> _Task details_
Reproduce the entries below, swapping "stone" for "pebble" and keeping everything else identical.

(Source records)
********************
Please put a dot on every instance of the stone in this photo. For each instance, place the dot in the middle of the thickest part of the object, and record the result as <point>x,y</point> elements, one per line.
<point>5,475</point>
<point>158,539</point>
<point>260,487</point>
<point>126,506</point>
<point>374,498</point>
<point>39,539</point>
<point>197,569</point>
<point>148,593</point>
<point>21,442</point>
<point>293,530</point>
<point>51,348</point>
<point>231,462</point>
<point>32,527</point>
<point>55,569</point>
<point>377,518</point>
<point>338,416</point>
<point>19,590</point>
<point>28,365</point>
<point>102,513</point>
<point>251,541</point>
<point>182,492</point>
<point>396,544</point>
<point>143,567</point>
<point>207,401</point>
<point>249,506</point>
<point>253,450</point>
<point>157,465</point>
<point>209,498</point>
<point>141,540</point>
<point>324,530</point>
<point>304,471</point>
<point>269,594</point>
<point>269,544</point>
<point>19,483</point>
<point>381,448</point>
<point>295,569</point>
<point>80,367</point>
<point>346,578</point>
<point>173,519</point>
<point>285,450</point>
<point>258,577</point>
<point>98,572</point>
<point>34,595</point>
********************
> _Expected answer_
Please put a dot on every instance of the pebble in this photo. For each instance, place the dot in the middle of the thickest part of the object, and record the result as <point>x,y</point> elements, one per line.
<point>5,475</point>
<point>158,539</point>
<point>260,487</point>
<point>126,506</point>
<point>374,498</point>
<point>39,539</point>
<point>197,569</point>
<point>148,593</point>
<point>21,442</point>
<point>293,530</point>
<point>51,348</point>
<point>231,462</point>
<point>32,527</point>
<point>55,569</point>
<point>377,518</point>
<point>338,416</point>
<point>19,590</point>
<point>28,365</point>
<point>102,513</point>
<point>251,541</point>
<point>182,492</point>
<point>396,544</point>
<point>143,567</point>
<point>207,401</point>
<point>249,506</point>
<point>253,450</point>
<point>157,465</point>
<point>209,498</point>
<point>141,540</point>
<point>324,530</point>
<point>304,471</point>
<point>269,594</point>
<point>269,544</point>
<point>19,483</point>
<point>381,448</point>
<point>295,569</point>
<point>80,367</point>
<point>346,578</point>
<point>173,519</point>
<point>285,450</point>
<point>258,577</point>
<point>98,572</point>
<point>34,595</point>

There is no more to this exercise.